— begin Source —

MIDI editing is not Reaper's strong point at all, but it has all of the bread and butter features you would expect to find in any modern DAW. In the main MIDI editor you will find three modes namely piano roll/named notes/event list. There are also three note views namely rectangle/diamond/ triangle, and combinations of these will give you the usual piano roll view with note lengths and a drum editing view with nameable notes and folding so that you can hide unused notes. There are way too many configuration options to cover here but most views can be achieved. The quantise and swing are basic and work well enough, but don't expect swing patterns and presets There isn't anything in the way of interpretative or compositional tools like many other DAW have, and this is an area of Reaper that needs much more attention from the developers.
The in-line MIDI editor is a little painful to navigate at first, and uses a combined zoom and scroll slider. It's all too easy to go exactly where you didn't want to go and make your notes too big or too small, and takes a little getting used to. It has most of the features of the main editor and serves as a great way to match MIDI to audio directly on the time line. Loading and previewing MIDI via the browser works well, and if you have a track selected with an instrument loaded the MIDI will be previewed through it. The preview options are the same as with audio previewing. There are various sync modes and latency modes for live MIDI input and output from hardware, and the performance is just about on par with most other DAW available. The developers have spent a lot of time trying to get the maximum performance here, and the difference between the last stable release and v3 is somewhat of a huge leap.
One area where Reaper is sorely lacking is the maximum allowance of combined MIDI inputs and outputs. It is currently 32 but unless you are running a lot of external hardware then this wont be an issue - and again the developers are looking into this.

— end Source —
— begin Data —

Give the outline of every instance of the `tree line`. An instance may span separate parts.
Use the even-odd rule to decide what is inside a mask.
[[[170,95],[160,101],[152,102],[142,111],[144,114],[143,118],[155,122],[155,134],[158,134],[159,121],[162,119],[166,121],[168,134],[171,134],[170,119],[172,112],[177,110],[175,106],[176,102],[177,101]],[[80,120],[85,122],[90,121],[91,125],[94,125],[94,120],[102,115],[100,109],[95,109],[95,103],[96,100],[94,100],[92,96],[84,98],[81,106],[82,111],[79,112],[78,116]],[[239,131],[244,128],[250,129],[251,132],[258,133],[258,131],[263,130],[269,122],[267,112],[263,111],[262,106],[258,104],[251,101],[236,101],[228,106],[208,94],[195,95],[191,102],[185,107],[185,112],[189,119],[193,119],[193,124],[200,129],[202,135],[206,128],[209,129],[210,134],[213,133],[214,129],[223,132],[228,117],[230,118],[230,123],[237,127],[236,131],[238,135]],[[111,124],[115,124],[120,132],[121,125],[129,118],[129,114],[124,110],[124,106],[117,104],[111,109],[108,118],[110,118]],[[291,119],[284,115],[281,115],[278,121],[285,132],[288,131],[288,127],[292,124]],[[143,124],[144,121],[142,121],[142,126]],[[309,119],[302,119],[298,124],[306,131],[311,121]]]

— end Data —

## Objective
Set down word for word the passage of the Reaper MIDI text between "One area where" and "looking into this.", inclusive.

## Problem solution
One area where Reaper is sorely lacking is the maximum allowance of combined MIDI inputs and outputs. It is currently 32 but unless you are running a lot of external hardware then this wont be an issue - and again the developers are looking into this.